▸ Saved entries
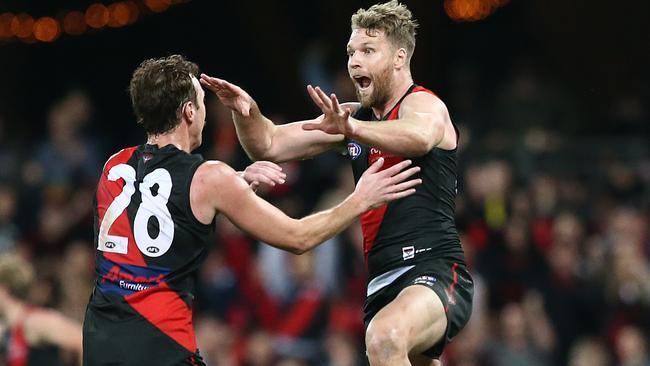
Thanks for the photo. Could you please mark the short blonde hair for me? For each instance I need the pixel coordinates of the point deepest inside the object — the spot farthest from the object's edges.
(16, 275)
(394, 19)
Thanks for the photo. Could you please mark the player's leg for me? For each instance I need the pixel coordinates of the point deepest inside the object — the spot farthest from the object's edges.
(410, 324)
(422, 360)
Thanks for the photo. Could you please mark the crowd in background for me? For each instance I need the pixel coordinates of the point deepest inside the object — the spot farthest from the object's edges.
(555, 228)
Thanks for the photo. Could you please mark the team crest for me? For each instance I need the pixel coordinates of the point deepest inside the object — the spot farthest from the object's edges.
(354, 150)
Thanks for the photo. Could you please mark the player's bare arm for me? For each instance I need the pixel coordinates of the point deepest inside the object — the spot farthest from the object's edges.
(263, 172)
(423, 124)
(260, 137)
(267, 223)
(50, 327)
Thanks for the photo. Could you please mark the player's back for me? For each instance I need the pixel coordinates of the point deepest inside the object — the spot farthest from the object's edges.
(149, 246)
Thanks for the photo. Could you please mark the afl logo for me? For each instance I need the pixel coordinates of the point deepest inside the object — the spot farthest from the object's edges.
(354, 150)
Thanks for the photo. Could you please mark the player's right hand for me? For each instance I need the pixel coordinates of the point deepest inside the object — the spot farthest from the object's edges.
(229, 94)
(378, 187)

▸ Aim of the task
Transcribe exactly, and only, the lines that extend from the one containing "Thanks for the photo. Could you please mark the player's right" to the end of the records above, inclusive of both.

▸ Output of the exercise
Thanks for the photo. Could you please mark the player's right hand for me? For each instance I need the pixel coordinates of the point deepest inside the object — the spot farthest from the object's edges.
(229, 94)
(378, 187)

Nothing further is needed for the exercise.